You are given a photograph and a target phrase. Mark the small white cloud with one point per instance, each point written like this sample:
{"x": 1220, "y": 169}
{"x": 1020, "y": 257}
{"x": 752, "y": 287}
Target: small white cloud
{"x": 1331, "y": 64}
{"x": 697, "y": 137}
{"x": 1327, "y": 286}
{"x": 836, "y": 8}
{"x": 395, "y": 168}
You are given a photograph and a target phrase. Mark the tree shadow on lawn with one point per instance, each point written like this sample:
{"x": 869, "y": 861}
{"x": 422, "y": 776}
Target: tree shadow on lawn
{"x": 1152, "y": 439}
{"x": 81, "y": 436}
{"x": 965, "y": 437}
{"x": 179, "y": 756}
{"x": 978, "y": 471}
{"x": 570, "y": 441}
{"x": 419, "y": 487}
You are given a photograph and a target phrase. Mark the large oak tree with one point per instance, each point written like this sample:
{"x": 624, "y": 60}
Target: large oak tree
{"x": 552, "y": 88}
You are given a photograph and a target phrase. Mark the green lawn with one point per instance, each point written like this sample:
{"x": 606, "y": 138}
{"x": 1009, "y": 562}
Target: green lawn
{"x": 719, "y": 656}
==
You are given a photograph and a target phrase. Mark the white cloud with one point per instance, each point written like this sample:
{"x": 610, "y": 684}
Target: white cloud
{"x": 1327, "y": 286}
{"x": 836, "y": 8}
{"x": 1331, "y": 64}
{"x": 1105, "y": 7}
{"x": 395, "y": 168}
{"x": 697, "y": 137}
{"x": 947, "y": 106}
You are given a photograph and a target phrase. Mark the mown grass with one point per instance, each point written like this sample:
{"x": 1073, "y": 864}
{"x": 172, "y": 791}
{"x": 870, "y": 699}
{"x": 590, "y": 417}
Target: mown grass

> **Required work**:
Pick out every line of the material above that contains the word "instance", treating uppercase and lowercase as different, and copy each of those lines.

> **Result of the task**:
You are given a photograph and a target phrase. Mark the small white cloud with one point per instance, each point written like this sample:
You are given a photograph and a target phrase. Mark the tree shadow on lawn with one point per instance, each point written like this sample:
You are given a photograph and a target phrase. Mark the large oak tree with one point per instance, each point written like this sample:
You are given a photograph and a target phrase. Mark the green lawn with one point per instance, each point written like this sample:
You are given a photograph and a target phrase. Mark the white cloud with one point per instance, each point written like this sample:
You are given a photograph and a target phrase. Mark the mown grass with one point per instance, each point written like this sample:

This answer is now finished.